## GIVEN TEXT
>>

After the war, John became a small-time thief, stealing crates of produce, frozen chickens and other groceries from warehouses and selling them cheap in bars and cafés. By the middle of the fifties, he had become a well-known figure in Altoona’s court house, and was told by a judge that he would face years in jail if he violated his probation again. He left Altoona for New Castle, but his arrest for drunkenness in 1957 is the only record of his time in the city. He was back in Altoona by the following February, when he was arrested for burglary.

John was homeless at forty-six, sleeping either in the streets, in the Rescue Mission or in the city jail’s drunk tank. Over the next few years, he was arrested for siphoning gas from a truck, stealing a car, burglarly, larceny and receiving stolen goods. He turned sixty while serving a three-year sentence in the workhouse.

John was never arrested for theft again but appeared in court countless times on charges of drunkenness, disorderly conduct and breach of the peace. In August 1974, by which time he was known to everyone as Whiskey John, he was arrested seven times in four days. Every few months he was hospitalised with lacerations on his forehead, contusions on his head, abrasions on his arms, chest and sides and fractured ribs—all injuries that he sustained when he threw himself in front of moving cars. Once, a car crushed his foot and doctors had to amputate his toes.

On April 4th, 1976, John was beaten to death in the hallway of an apartment where he was staying. He was seventy-one years old. There were no leads, and his killer was never found.

Sources: Altoona Mirror (20 June 1918, “Irving Honor Roll”; 8 Oct 1929, “Logantown AC Plans For Annual Opening”; 25 Jan 1934, “Arrest Boys At Drinking Places”; 18 April 1934, “Four Autos Are Reported Stolen”; 5 Aug 1934, “Men Fined $100 For Scene On 11th Street”’; 22 Jan 1943, “Join Engineers”; 29 Dec 1952, “Defendants To Enter Submissions In Court”; 7 May 1953, “Vagrant Given Term In Jail”; 29 Sep 1953, “Grand Jury To Weigh Evidence”; 1 Feb 1958, “Arrest Trio For Two Burglaries At City Plant”; 6 Oct 1959, “Four Caught Stealing Gas”; 15 June 1960, “3 Altoonans Captured In Stolen Auto”; 7 July 1960, “Three Altoona Men Sentenced To Workhouse”; 2 Oct 1963, “Work Of Grand Jury Nears End”; 1 Feb 1964, “Hospital Treats Varied Injuries”; 2 June 1964, “City Hospital Treats Injuries”, 15 Feb 1966, “City Hospital Treats Injuries In Dispensary”; 12 March 1966, “Hospital Treats Varied Injuries In Dispensary”; 29 Jun 1966, “Fall Victims Admitted To Mercy Hospital”; 17 Dec 1966, “Altoona Hospital”; 2 Sep 1969, “Hospital Treats Varied Injuries In Dispensary”; 29 Sep 1969, “3 Hurt On Blair Roads; Loss $12,680”; 14 April 1970, “Men Fined In Police Court For Disturbance”; 14 April 1971, “Held For Misconduct”; 22 April 1971, “Hospital Treats Varied Injuries”; 21 Jun 1971, “Hospital Treats Varied Injuries”; 29 Oct 1971, “Misconduct Case Delay Laid To Police Mixup”; 16 Oct 1973, “City Man Jailed For Misconduct”; 26 Aug 1974, “Altoona Hospital”; 17 May 1987, “Unsolved Homicide Cases Still Baffle Police”); Tyrone Daily Herald (26 Aug 1974, “News From Altoona”; 5 April 1976, “News From Altoona”; 8 April 1976, “Death Ruled Homicide”).

<<

## WHAT TO PRODUCE
In the account of John's life, what name was he known by to everyone by August 1974?

## DATA SUPPLIED
>>

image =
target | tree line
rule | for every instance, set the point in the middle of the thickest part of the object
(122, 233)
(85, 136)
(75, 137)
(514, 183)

<<

## REPLY TO THE EXERCISE
Whiskey John.